Textauszug >>
Radsport Der Niederländer Tom Dumoulin überrascht beim Giro d’Italia. Möglichst bald sollen beim Team Sunweb deutsche Fahrer bei großen Rundfahrten vorn mitmischen

Aus Bormio Tom Mustroph

Einige Tage schon spannt das rosa Trikot auf dem Leib des Niederländers Tom Dumoulin. Für seinen Chef, den Sunweb-Teammanager Iwan Spekenbrink, kam dies viel früher als geplant. „Wir konnten zwar auf Toms Zeitfahrqualitäten setzen. Wir haben mit ihm auch sehr gut für die Berge trainiert. Dass wir am zweiten Ruhetag des Giro aber das Trikot haben und dass so viele Journalisten zu uns kommen, das hätten wir nicht gedacht“, erklärt der Niederländer.

Jetzt will er den Giro-Sieg. „Wann fuhr zuletzt mal ein deutsches Team um den Sieg beim Giro?“, fragte er rhetorisch und gab sich gleich selbst die Antwort: 2006, T-Mobile mit Jan Ullrich. Lang, lang ist es her.

Spekenbrink machte aber nicht den Eindruck, in tiefste Depressionen zu verfallen, sollte sein Schützling Dumoulin am Sonntag in Mailand das große Ziel verfehlen. Denn seine Pläne gehen über den Tag hinaus: „Wir stehen erst am Anfang. Wir wollen in den nächsten zwei bis vier Jahren stabil um Rundfahrtsiege mitfahren. Und auf lange Sicht wollen wir das mit deutschen Fahrern erreichen.“

Dazu gibt es einen Entwicklungsplan mit zwei Stufen. Die erste hat als Hauptprotagonisten Fahrer wie eben Dumoulin, seinen beim Giro wegen Verletzung bereits ausgestiegenen Co-Kapitän Wilco Keldermann und den Franzosen Warren Barguil. Mit ihnen will Sunweb in naher Zukunft bei den großen Rundfahrten mitmischen. Und dafür ein echtes Rundfahrt-Team aufbauen. „Der Auftritt hier beim Giro ist nur ein Schritt. Hier dürfen wir noch Fehler machen. Wir brauchen die Fehler auch, um sie in den nächsten zwei bis vier Jahren eben nicht mehr zu machen“, blickte er in die Zukunft voraus.

Aufgaben >>
1. In welchem Jahr und mit welchem Team und Fahrer ging laut dem Textauszug zuletzt ein deutsches Team um den Giro-Sieg ins Rennen?
2. Gib den Textauszug ab „Jetzt will er“ bis einschließlich „ist es her.“ wörtlich wieder.

Vorliegende Einträge >>
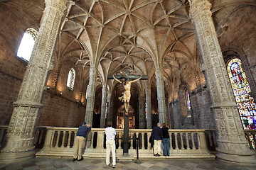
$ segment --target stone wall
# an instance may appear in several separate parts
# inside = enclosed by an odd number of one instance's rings
[[[85,120],[85,107],[46,91],[43,99],[38,125],[78,127]]]
[[[210,93],[207,89],[202,89],[190,95],[192,118],[191,124],[181,121],[180,99],[169,103],[171,128],[174,129],[214,129],[214,116],[210,108],[211,106]],[[188,120],[187,120],[188,121]]]
[[[0,125],[8,125],[14,110],[13,103],[16,101],[28,62],[16,56],[21,38],[29,27],[38,28],[35,21],[31,21],[23,11],[0,6]],[[6,22],[8,21],[8,22]],[[10,24],[15,23],[15,24]],[[44,93],[38,125],[78,127],[85,119],[85,104],[77,103],[82,85],[77,74],[74,91],[66,87],[68,70],[67,66],[60,72],[62,74],[58,84],[58,89],[63,89],[60,96],[58,90]],[[53,75],[50,73],[50,75]],[[53,76],[49,76],[52,82]],[[82,96],[85,98],[86,88]],[[82,102],[85,102],[84,99]]]
[[[13,9],[11,9],[13,10]],[[8,125],[27,62],[16,57],[28,20],[0,6],[0,125]],[[4,17],[3,17],[4,16]],[[8,22],[6,22],[8,21]],[[15,23],[15,24],[10,24]]]

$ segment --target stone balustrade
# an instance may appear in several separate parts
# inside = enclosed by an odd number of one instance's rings
[[[43,148],[36,154],[37,157],[72,157],[74,139],[78,128],[47,127]],[[117,157],[122,159],[123,130],[117,129],[116,136]],[[214,158],[208,149],[206,130],[169,130],[170,157],[164,158]],[[153,158],[153,148],[149,142],[151,130],[131,129],[129,132],[129,157],[137,157],[136,139],[139,140],[139,157]],[[208,138],[209,138],[208,137]],[[212,138],[213,139],[213,138]],[[85,142],[84,157],[105,157],[105,129],[93,128]],[[212,143],[215,142],[212,141]],[[156,158],[154,157],[154,158]],[[161,157],[164,158],[164,157]]]
[[[3,140],[8,126],[0,126],[0,148],[4,147]],[[43,148],[37,157],[72,157],[77,128],[37,127],[35,132],[35,146]],[[117,157],[122,155],[123,130],[116,130]],[[255,149],[256,130],[245,130],[250,149]],[[151,130],[129,130],[129,154],[137,157],[136,138],[139,139],[139,158],[153,157],[153,149],[149,142]],[[214,130],[169,130],[170,154],[166,158],[214,157],[210,151],[217,147]],[[92,129],[85,144],[84,157],[104,157],[105,155],[105,129]],[[163,158],[163,157],[161,157]]]
[[[250,149],[256,149],[256,130],[244,130],[246,140],[249,144]]]
[[[6,134],[8,126],[6,125],[1,125],[0,126],[0,149],[1,149],[4,146],[4,137]]]

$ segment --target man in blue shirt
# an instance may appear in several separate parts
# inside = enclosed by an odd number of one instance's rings
[[[151,136],[154,137],[154,156],[160,157],[161,142],[163,140],[163,131],[161,129],[161,123],[153,128]]]
[[[74,155],[73,161],[82,161],[83,157],[82,156],[82,149],[84,148],[85,140],[86,135],[92,129],[90,125],[87,125],[86,122],[82,123],[82,125],[79,127],[77,136],[75,137],[74,144]]]

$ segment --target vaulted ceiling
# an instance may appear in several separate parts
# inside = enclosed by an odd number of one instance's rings
[[[209,0],[218,29],[238,8],[256,5],[254,0]],[[40,24],[43,0],[0,0],[19,9]],[[221,25],[221,24],[222,25]],[[221,25],[221,26],[220,26]],[[221,30],[220,30],[221,32]],[[110,74],[129,71],[155,81],[156,68],[163,68],[166,89],[177,97],[181,83],[191,90],[206,83],[200,71],[195,31],[187,0],[76,0],[68,4],[54,55],[55,68],[71,63],[81,80],[89,69],[99,70],[99,84]],[[189,74],[188,74],[189,73]]]

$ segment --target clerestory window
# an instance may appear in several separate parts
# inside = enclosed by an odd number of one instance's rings
[[[238,58],[231,60],[227,67],[228,76],[238,106],[244,129],[256,129],[256,105],[250,95],[251,89]]]
[[[28,62],[32,54],[38,31],[33,28],[28,28],[25,31],[21,44],[18,47],[17,56]]]
[[[68,76],[67,81],[67,86],[70,90],[74,89],[75,78],[75,69],[73,68],[71,68],[68,72]]]

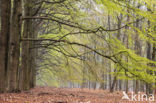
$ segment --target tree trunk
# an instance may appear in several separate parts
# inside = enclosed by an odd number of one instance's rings
[[[0,92],[7,86],[7,62],[10,35],[11,0],[1,0],[1,32],[0,32]]]
[[[9,91],[14,92],[18,86],[18,67],[20,54],[22,0],[13,1],[13,13],[11,18],[11,33],[9,44]]]

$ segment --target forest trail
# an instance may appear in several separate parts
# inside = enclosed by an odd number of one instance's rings
[[[122,92],[36,87],[22,93],[0,94],[0,103],[155,103],[122,100]]]

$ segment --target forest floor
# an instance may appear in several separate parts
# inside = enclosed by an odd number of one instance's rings
[[[122,100],[122,96],[119,91],[36,87],[21,93],[0,94],[0,103],[156,103]]]

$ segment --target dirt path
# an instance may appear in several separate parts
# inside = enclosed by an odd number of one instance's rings
[[[0,103],[152,103],[125,101],[122,96],[122,92],[106,90],[36,87],[22,93],[0,94]]]

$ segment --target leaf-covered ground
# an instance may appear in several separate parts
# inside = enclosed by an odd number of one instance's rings
[[[0,94],[0,103],[152,103],[126,101],[122,96],[122,92],[107,90],[36,87],[22,93]]]

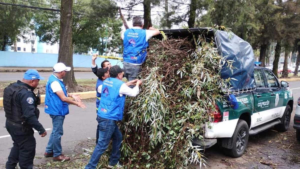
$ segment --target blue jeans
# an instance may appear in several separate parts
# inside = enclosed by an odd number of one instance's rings
[[[135,65],[127,62],[123,63],[124,69],[124,76],[128,81],[136,79],[139,74],[141,72],[140,65]]]
[[[61,140],[62,136],[64,134],[62,125],[64,117],[64,116],[50,115],[50,117],[52,119],[53,128],[46,147],[46,152],[48,153],[53,152],[53,157],[57,157],[62,154]]]
[[[99,140],[86,169],[96,168],[100,157],[108,147],[111,139],[112,140],[112,148],[110,157],[110,165],[113,166],[117,164],[121,156],[120,147],[123,137],[116,121],[102,118],[99,116],[97,116],[97,121],[100,129]]]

Lösungen >>
1. 2006 mit T-Mobile und Jan Ullrich.

2.
Jetzt will er den Giro-Sieg. „Wann fuhr zuletzt mal ein deutsches Team um den Sieg beim Giro?“, fragte er rhetorisch und gab sich gleich selbst die Antwort: 2006, T-Mobile mit Jan Ullrich. Lang, lang ist es her.